# TASK REQUIREMENTS
Extract the data exactly, missing nothing.

++++ RECORD LIST ++++

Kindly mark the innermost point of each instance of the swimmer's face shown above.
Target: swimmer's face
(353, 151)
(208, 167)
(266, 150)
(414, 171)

++++

# RESPONSE
Kindly mark the innermost point of each instance of the swimmer's face shown above.
Target: swimmer's face
(353, 151)
(208, 167)
(266, 150)
(414, 171)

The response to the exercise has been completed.